> [Problèmes à résoudre]
- A) Selon le texte sur le Maghreb, quel pays de la région a le revenu national par habitant le plus faible ?
- B) Poursuivez le texte sur le Maghreb après sa dernière phrase.

Avec une population estimée à 81 millions d’âmes, le Maghreb regroupe près du dixième de la population africaine (832 millions). Cette vaste région, qui s’étend sur six millions de km2, le cinquième de la superficie du continent (30 millions), est constituée des cinq pays de l’Union du Maghreb arabe (UMA), qui sont, d’Ouest en Est, la Mauritanie (2,9 millions d’habitants), le Maroc (30,6 millions), l’Algérie (32 millions), la Tunisie (9,9 millions) et la Libye (5,6 millions). A cet ensemble régional, on pourrait ajouter l’Egypte (72 millions d’âmes), qui se trouve dans sa continuité géopolitique.
Zone tampon entre l’Europe, l’Afrique subsaharienne et le Proche-Orient, le Maghreb représente un enjeu pour les stratégies régionales de l’Union européenne (UE), dont il constitue la frontière méridionale, et des Etats-Unis, qui cherchent à l’intégrer à leur « Grand Moyen-Orient »: vaste ensemble de culture islamique s’étendant de la Mauritanie, à l’Ouest, au Pakistan, à l’Est.
UMA : difficultés de la construction régionale
L’histoire du Maghreb remonte à 5 000 ans. Elle commence avec les Nubiens, dans la vallée du Nil, et des Berbères, au nord du Sahara, et se poursuit avec la création de l’empire carthaginois, la romanisation, l’arabisation, l’islamisation, la domination ottomane, la colonisation européenne, les luttes de libération nationale, la décolonisation, la naissance des Etats-nations et, corollairement, la montée des mouvements islamistes fondamentalistes comme une réponse à l’échec des élites ayant pris la direction de ces Etats-nations au lendemain des indépendances.
Ces élites pro-occidentales, souvent militarisées et adeptes d’une modernité de façade – nationaliste, libérale ou socialisante – ont échoué à construire des Etats démocratiques. Pour se maintenir au pouvoir, elles se sont souvent appuyées sur l’armée et la police. Dans le domaine économique, leurs réalisations sont tout aussi mitigées.
Dotés de ressources très inégales – la Libye, l’un des moins peuplés, est aussi le mieux nanti en pétrole et gaz –, les pays de la région ont des niveaux de développement tout aussi inégaux. Alors que le revenu annuel de l’ensemble s’élève à plus de 55 milliards de dollars, les revenus nationaux par habitant y varient de un à huit, passant de 3 512 dollars en Libye à 430 en Mauritanie, contre 1 320 au Maroc, 1 920 en Algérie et 2 240 en Tunisie, le pays le plus stable et le mieux géré.
Les pays du Maghreb, qui souffrent des mêmes maux (autoritarisme, non respect des droits humains, inégalités sociales…), invoquent souvent leur stabilité relative comme un avantage comparatif pour attirer des investissements étrangers et nouer de fructueuses relations commerciales avec l’extérieur. Si bien que la région est perçue, malgré ses carences chroniques, comme une zone riche en promesses que se disputent l’UE et les USA.

> [Extrait des données]
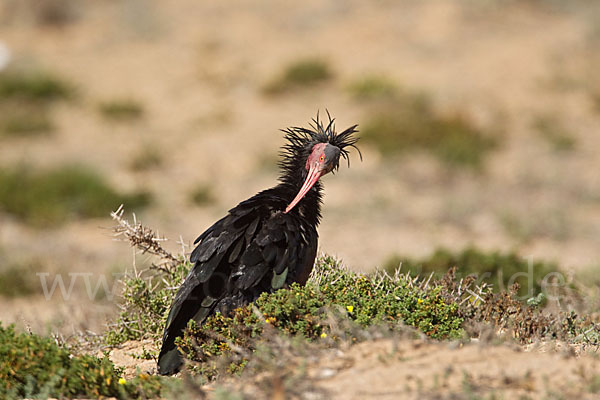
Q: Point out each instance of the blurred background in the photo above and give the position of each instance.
(479, 123)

> [Résultats]
- A) La Mauritanie, avec 430 dollars par habitant.

- B)
L’intérêt de ces deux puissances à son égard apparaît notamment à travers :
– la signature d’un accord d’association entre Bruxelles d’une part, et Tunis, Rabat et Alger d’autre part, en vue de créer une zone de libre échange euro-maghrébine – et, au-delà, euroméditerranéenne – à l’orée de 2010 ;
– la création d’une zone de libre échange entre les USA et le Maroc d’une part, et, bientôt, entre les USA et la Tunisie, les négociations entre les deux pays étant très avancées ;
Outre l’immobilisme politique, la crise économique et le malaise social, dont se nourrissent les mouvements fondamentalistes religieux, les pays maghrébins sont confrontés aux questions de la lutte contre les groupes terroristes et les réseaux de l’émigration clandestine, ainsi qu’aux répercussions négatives du conflit du Sahara occidental – opposant le Maroc d’un côté et le Front Polisario et l’Algérie de l’autre.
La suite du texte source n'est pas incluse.